[Detection examples]
──────
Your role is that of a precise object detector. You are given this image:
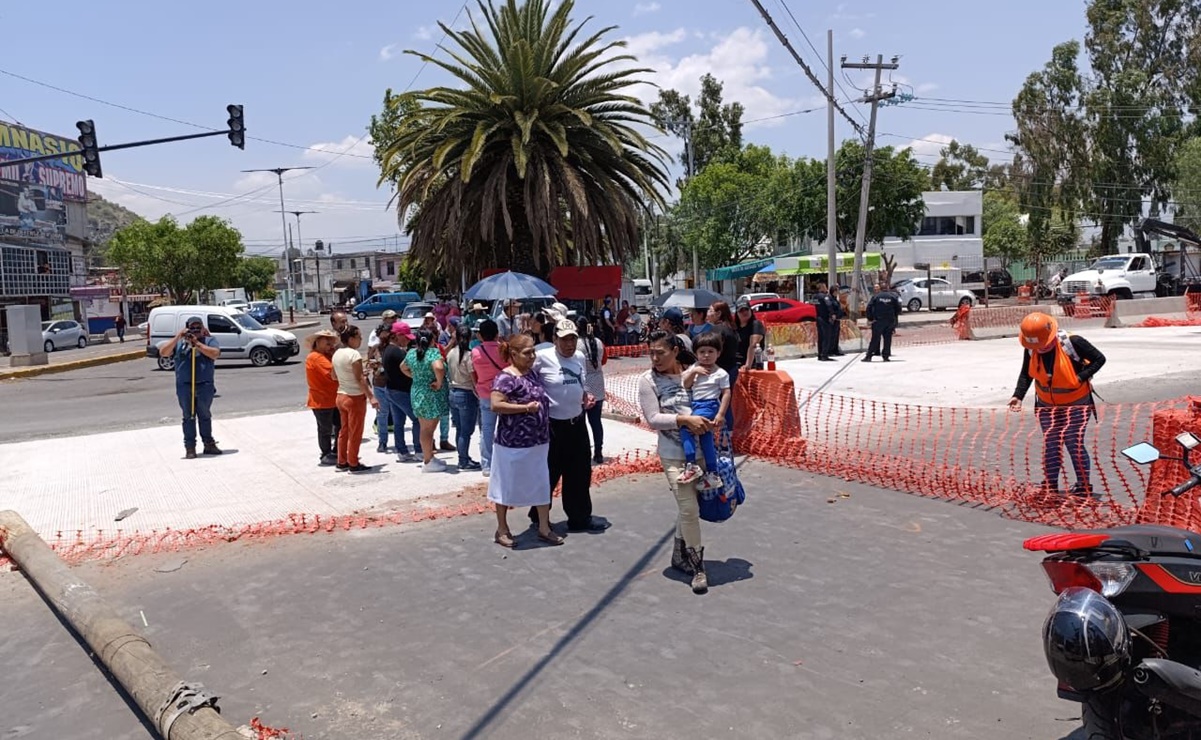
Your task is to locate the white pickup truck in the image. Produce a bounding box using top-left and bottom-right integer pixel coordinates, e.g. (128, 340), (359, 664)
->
(1059, 252), (1157, 300)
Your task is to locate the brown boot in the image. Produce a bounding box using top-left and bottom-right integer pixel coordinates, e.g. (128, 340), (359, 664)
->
(685, 548), (709, 593)
(671, 537), (693, 575)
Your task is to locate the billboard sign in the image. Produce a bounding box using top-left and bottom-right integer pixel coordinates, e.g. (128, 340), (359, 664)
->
(0, 121), (88, 202)
(0, 180), (67, 246)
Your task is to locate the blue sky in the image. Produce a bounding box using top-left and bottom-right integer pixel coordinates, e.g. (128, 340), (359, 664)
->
(0, 0), (1085, 253)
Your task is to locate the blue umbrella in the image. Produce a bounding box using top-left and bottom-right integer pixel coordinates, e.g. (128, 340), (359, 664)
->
(462, 271), (558, 300)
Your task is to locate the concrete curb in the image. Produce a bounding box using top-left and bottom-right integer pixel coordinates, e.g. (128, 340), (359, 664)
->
(0, 347), (147, 381)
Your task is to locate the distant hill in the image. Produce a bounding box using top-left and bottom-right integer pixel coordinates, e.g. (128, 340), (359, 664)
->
(88, 192), (142, 267)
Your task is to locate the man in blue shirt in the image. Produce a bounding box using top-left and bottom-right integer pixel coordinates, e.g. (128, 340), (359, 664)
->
(159, 316), (221, 460)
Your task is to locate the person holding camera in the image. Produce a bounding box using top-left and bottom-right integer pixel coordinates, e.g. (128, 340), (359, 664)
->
(159, 316), (221, 460)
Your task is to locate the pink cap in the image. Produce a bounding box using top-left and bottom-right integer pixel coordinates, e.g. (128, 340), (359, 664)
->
(392, 321), (417, 339)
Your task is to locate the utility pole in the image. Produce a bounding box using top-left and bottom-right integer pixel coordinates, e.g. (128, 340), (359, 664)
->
(826, 30), (838, 293)
(842, 54), (901, 312)
(243, 167), (312, 323)
(278, 210), (321, 311)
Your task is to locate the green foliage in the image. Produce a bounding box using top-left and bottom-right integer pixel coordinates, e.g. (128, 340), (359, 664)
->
(1172, 136), (1201, 233)
(1011, 0), (1201, 253)
(233, 257), (275, 299)
(651, 73), (745, 175)
(108, 216), (243, 303)
(378, 0), (668, 275)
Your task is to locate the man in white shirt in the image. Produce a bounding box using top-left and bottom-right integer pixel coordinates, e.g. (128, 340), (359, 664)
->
(530, 318), (609, 532)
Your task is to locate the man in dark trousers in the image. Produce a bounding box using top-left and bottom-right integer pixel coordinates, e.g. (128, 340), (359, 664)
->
(864, 282), (901, 363)
(813, 282), (838, 363)
(530, 318), (609, 532)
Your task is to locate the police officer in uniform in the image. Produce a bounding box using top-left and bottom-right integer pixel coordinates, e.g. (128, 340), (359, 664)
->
(864, 282), (901, 363)
(813, 282), (841, 363)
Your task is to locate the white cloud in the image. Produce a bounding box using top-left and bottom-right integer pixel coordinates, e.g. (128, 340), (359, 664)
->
(626, 26), (807, 125)
(304, 133), (375, 167)
(901, 133), (955, 160)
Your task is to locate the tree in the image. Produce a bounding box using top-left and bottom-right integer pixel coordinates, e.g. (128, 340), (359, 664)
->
(809, 139), (930, 251)
(233, 257), (276, 299)
(380, 0), (668, 275)
(1172, 137), (1201, 232)
(930, 139), (988, 190)
(651, 73), (746, 175)
(108, 216), (246, 303)
(980, 190), (1030, 267)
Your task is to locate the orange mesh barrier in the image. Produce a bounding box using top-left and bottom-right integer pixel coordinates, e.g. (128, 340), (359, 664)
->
(1139, 398), (1201, 532)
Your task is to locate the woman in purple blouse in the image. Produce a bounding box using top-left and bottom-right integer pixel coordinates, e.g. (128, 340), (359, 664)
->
(488, 334), (563, 548)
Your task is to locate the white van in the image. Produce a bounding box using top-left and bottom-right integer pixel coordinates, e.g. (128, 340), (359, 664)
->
(147, 306), (300, 370)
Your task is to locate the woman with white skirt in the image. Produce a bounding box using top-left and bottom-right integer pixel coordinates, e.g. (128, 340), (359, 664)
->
(488, 334), (563, 548)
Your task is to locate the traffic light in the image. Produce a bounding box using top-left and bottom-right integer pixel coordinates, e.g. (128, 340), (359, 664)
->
(76, 118), (104, 178)
(226, 106), (246, 150)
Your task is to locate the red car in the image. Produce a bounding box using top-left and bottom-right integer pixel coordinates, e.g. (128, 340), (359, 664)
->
(751, 298), (818, 323)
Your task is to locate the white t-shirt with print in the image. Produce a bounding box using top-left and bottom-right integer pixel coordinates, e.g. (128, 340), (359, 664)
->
(692, 365), (730, 401)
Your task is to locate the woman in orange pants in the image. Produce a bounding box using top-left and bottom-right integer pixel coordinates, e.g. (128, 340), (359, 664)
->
(330, 324), (380, 473)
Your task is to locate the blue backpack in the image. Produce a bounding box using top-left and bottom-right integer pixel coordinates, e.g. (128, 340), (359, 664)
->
(697, 431), (747, 521)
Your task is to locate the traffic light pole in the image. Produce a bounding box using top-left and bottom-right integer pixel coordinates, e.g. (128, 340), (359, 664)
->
(0, 131), (229, 167)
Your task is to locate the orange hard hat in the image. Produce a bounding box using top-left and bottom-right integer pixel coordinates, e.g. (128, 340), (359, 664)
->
(1021, 311), (1059, 352)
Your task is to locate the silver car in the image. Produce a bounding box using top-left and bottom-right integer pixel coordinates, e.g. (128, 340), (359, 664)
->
(42, 321), (88, 352)
(892, 278), (975, 311)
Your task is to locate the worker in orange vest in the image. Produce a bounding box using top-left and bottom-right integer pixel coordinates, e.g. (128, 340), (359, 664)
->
(1009, 312), (1105, 496)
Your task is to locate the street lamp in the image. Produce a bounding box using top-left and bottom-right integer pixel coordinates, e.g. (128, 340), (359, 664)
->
(243, 167), (315, 323)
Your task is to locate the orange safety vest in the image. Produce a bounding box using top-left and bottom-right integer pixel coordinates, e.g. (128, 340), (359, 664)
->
(1029, 336), (1093, 406)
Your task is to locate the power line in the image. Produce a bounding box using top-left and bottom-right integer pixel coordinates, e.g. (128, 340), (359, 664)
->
(751, 0), (864, 136)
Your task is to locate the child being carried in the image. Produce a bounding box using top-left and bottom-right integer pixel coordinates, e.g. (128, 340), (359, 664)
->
(676, 332), (730, 490)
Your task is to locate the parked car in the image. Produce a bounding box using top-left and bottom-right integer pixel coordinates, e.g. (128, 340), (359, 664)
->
(42, 321), (88, 352)
(734, 293), (779, 305)
(147, 305), (300, 370)
(400, 303), (434, 327)
(353, 292), (422, 321)
(751, 298), (818, 323)
(963, 267), (1016, 298)
(892, 278), (975, 311)
(246, 300), (283, 324)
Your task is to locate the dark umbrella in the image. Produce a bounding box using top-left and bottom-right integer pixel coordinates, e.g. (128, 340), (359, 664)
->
(651, 288), (725, 309)
(462, 271), (558, 300)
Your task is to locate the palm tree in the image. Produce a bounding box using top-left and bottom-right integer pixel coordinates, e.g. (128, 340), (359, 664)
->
(377, 0), (668, 275)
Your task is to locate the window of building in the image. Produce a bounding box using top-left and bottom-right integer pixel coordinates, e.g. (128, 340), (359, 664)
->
(918, 216), (975, 237)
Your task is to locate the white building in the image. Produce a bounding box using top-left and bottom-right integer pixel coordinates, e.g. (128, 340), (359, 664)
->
(880, 190), (984, 270)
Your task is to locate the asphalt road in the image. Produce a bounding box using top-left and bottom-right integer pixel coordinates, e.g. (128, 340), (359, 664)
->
(0, 316), (360, 443)
(0, 463), (1080, 740)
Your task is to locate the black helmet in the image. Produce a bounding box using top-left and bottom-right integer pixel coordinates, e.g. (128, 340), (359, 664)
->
(1042, 586), (1130, 691)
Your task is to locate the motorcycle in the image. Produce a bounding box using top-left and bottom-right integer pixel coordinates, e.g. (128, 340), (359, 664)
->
(1023, 431), (1201, 740)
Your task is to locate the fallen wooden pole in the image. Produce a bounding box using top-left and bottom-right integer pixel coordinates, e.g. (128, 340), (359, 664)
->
(0, 511), (243, 740)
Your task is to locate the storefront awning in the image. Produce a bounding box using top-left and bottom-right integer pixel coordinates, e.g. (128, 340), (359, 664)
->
(776, 252), (884, 275)
(705, 251), (801, 280)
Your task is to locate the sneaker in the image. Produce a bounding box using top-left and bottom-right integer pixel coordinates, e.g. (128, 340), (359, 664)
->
(676, 463), (701, 485)
(697, 473), (724, 491)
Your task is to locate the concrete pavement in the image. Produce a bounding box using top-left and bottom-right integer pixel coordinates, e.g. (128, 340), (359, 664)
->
(0, 463), (1080, 740)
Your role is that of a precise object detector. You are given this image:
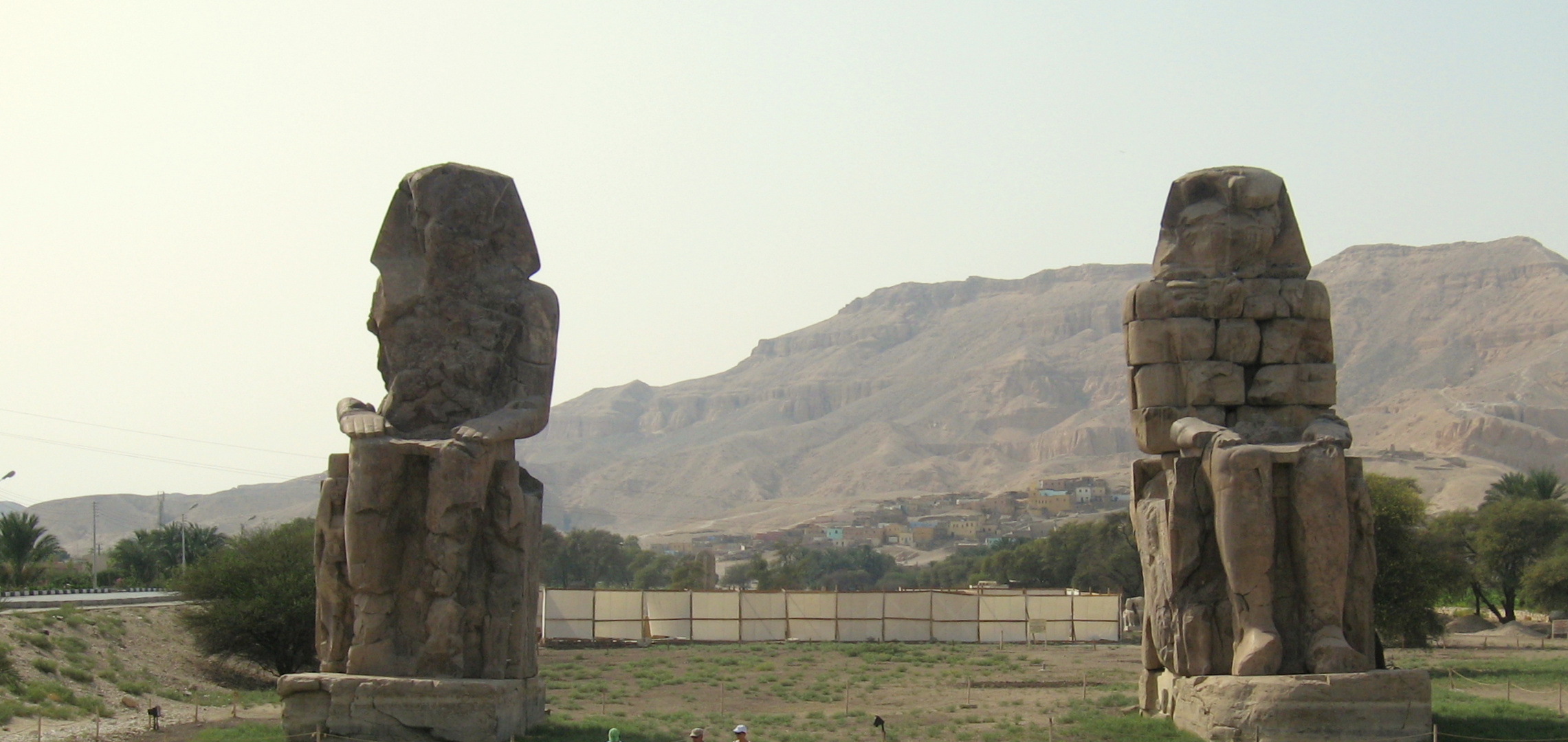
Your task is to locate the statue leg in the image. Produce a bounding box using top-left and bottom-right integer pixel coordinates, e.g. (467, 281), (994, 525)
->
(1207, 445), (1283, 675)
(1290, 442), (1372, 673)
(419, 441), (496, 677)
(342, 438), (403, 675)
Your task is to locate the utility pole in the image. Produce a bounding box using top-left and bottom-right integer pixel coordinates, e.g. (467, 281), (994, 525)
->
(93, 499), (97, 590)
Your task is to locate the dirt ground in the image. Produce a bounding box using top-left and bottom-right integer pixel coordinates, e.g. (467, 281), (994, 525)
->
(0, 605), (279, 742)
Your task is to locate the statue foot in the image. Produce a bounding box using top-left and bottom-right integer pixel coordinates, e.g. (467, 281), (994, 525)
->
(1306, 626), (1372, 673)
(1231, 629), (1284, 675)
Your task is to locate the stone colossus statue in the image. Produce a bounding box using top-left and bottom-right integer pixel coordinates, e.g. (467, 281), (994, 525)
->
(1123, 168), (1375, 676)
(317, 163), (558, 679)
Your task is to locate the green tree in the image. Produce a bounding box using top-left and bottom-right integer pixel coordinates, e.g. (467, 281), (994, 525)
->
(1483, 469), (1568, 505)
(175, 517), (315, 675)
(108, 528), (166, 587)
(555, 528), (641, 588)
(1366, 474), (1469, 647)
(0, 510), (63, 587)
(1472, 497), (1568, 622)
──────
Task to carry out: Arrange the lines from the one containing "Your task is to locate the statue foot" through the end of the records as a numbered list, leaving out any blank lines.

Result:
1. Your task is to locate the statue foot in the image. Produce a bounding box using top-left and bottom-right integer pixel coordinates, e.g. (467, 281), (994, 525)
2. ->
3. (1306, 626), (1372, 673)
4. (1231, 629), (1284, 675)
5. Your task is to locate the stone colossus statue in the image. Produce a bounding box using top-left and bottom-right integer pixel coordinates, e.g. (467, 281), (994, 525)
6. ->
7. (1123, 168), (1375, 676)
8. (317, 163), (558, 679)
9. Your task is to locate the green tree in the image. Produce a bounding box using top-left and bottom-right integer pixel coordinates, e.g. (467, 281), (994, 525)
10. ->
11. (1483, 469), (1568, 505)
12. (175, 517), (315, 675)
13. (108, 528), (166, 587)
14. (555, 528), (641, 588)
15. (1366, 474), (1469, 647)
16. (0, 510), (63, 587)
17. (1472, 497), (1568, 622)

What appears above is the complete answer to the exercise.